## [Problem]
In the review of the Mr Quin app below, transcribe word for word the part that opens with the words containing "To read, I headed" and closes with "story ramps up.".

## [Quoted passage]
/---

Thursday, November 12, 2015

The (very) Mysterious Mr Quin (indeed):

Do you remember watching after-school cartoons and seeing the elements of earth, wind, fire, water, and (the always-forgotten) heart pool their powers and, with a mighty collision of forces, produce the marvel that is Captain Planet? That’s how I feel whenever old media and new technologies combine in a smart and fun way: something cool materialises.

This month, I’ve been playing with the Mr Quin app, an immersive mystery adventure from Agatha Christie Limited. Mr Quin is one of Agatha Christie’s most enigmatic characters, an elusive figure who is, in the queen of crime’s own words, ‘not quite human, yet concerned with the affairs of human beings and particularly of lovers. He is also the advocate for the dead.’ In the app he gets a makeover, reinvented for the 21st century and finding his voice through social media. (Watch the trailer at, or jump straight to the app store.)

The app interface is set up to allow the potential release of future stories. The first instalment, Love & Death, is based on Christie’s short story, ‘The Coming of Mr Quin,’ and has all the classic elements of a locked-room style mystery: a manor house, a bunch of bright young things gathered to celebrate an event, a 24-hour window in time, and the lingering shadow of grief over the suicide of a loved one.

The party is documented by Mr. Satterthwaite, a social media entrepreneur and society cool kid who has been invited to live-tweet the event (#TruthParty) and help cast aside the darkness of friend (and former owner of Royston Manor) Derek Capel’s death. Grieving men, masked women, a magician, a skeevy DJ, live camera feeds, alcohol, money, and lingering grief: what could possibly go wrong?

The story unfolds rather like a twitter timeline, but one in which we are privy to everything that gets said, from public tweets to direct messages between friends. If that’s not enough guilt-free voyeurism, there are also multimedia easter eggs that appear along the way -- links to click, blog posts to read, videos to watch -- all with the chance for readers to engage and add comments as the mood takes them. And there’s a sense of tension underneath it all, fuelling the premonition that sometime, at some point in the night, something is gonna go down.

To read, I headed to the bottom of the feed and worked my way up. As the story progresses, new tweets and messages appear as notifications at the top of the screen – just like in real time on twitter. But it’s all the gleeful internet drama without fear of missing out; you can press pause to put the fun on hold and go refill the teapot. I really appreciated the fact that I could pick up and put the story down just as in a traditional reading experience. But I admit that the ‘putting down’ part gets harder as the tension of the story ramps up.

\---

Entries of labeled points
/---

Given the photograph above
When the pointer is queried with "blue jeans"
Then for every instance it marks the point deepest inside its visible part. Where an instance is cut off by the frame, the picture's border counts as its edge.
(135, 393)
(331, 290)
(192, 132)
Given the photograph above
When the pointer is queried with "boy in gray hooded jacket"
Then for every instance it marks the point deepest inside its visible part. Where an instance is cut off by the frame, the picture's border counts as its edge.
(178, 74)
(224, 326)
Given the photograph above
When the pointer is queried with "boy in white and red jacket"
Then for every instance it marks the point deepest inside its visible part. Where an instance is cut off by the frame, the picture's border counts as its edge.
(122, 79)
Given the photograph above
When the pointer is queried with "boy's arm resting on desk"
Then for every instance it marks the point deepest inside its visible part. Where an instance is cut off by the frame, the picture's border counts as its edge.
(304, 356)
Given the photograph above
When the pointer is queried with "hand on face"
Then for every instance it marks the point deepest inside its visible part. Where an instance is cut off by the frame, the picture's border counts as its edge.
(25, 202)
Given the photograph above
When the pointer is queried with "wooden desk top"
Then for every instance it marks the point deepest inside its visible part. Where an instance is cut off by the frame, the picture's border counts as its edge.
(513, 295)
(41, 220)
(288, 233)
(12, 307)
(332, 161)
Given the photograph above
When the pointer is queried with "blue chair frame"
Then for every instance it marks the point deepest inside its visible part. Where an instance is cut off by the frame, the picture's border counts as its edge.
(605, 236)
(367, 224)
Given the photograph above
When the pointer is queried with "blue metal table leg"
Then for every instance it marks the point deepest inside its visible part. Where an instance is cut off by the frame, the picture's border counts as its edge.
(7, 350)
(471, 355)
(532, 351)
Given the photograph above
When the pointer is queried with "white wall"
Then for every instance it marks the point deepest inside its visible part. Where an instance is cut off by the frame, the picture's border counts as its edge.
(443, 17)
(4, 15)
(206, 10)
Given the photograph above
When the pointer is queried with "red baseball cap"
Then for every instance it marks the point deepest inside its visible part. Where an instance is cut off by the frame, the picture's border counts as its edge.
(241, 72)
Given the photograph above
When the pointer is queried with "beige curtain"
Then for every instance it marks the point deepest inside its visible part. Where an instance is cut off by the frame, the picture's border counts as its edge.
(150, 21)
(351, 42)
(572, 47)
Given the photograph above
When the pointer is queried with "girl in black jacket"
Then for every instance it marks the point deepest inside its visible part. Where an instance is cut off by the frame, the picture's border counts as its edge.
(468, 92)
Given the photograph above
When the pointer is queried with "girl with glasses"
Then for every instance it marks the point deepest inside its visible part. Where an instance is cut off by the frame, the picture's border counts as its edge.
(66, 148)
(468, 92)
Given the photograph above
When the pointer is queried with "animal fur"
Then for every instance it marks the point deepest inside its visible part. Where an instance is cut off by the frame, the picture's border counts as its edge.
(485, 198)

\---
/---

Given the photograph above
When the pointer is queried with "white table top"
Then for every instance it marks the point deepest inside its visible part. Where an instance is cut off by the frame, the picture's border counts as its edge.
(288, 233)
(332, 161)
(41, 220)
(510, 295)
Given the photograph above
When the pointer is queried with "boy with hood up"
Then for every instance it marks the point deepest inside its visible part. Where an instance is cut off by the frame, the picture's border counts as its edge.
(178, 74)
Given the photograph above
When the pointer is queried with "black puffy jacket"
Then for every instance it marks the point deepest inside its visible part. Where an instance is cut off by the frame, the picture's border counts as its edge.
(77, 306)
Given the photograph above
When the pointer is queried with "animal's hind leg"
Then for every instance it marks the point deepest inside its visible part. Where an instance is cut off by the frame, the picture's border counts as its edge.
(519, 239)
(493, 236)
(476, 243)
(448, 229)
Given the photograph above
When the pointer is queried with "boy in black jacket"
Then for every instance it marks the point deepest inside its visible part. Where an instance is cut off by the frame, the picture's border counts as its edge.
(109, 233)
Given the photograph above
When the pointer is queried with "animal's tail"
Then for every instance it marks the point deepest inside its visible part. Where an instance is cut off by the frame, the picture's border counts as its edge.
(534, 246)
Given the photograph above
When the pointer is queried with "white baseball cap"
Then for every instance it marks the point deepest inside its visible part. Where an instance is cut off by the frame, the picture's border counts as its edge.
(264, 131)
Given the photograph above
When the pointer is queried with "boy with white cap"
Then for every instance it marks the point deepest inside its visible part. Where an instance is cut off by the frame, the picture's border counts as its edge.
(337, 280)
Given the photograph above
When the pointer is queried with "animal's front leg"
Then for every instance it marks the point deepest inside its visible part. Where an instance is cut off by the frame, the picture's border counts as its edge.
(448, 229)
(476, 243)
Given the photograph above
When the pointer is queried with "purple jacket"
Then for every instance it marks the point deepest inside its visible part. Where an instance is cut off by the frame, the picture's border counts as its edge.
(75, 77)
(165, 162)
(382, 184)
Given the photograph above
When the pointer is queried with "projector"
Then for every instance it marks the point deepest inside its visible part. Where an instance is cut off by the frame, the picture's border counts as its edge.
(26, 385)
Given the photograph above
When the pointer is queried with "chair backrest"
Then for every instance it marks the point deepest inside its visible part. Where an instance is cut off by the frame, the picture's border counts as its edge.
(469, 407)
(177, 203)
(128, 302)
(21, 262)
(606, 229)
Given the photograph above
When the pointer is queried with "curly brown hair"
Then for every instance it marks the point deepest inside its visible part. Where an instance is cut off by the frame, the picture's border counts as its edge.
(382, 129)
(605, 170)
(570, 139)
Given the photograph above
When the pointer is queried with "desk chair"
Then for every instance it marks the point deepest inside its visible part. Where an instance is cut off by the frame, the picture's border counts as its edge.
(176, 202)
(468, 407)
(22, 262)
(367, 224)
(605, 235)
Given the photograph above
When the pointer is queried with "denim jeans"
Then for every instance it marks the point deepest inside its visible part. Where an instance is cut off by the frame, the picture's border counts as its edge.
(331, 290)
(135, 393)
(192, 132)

\---

## [The reply]
To read, I headed to the bottom of the feed and worked my way up. As the story progresses, new tweets and messages appear as notifications at the top of the screen – just like in real time on twitter. But it’s all the gleeful internet drama without fear of missing out; you can press pause to put the fun on hold and go refill the teapot. I really appreciated the fact that I could pick up and put the story down just as in a traditional reading experience. But I admit that the ‘putting down’ part gets harder as the tension of the story ramps up.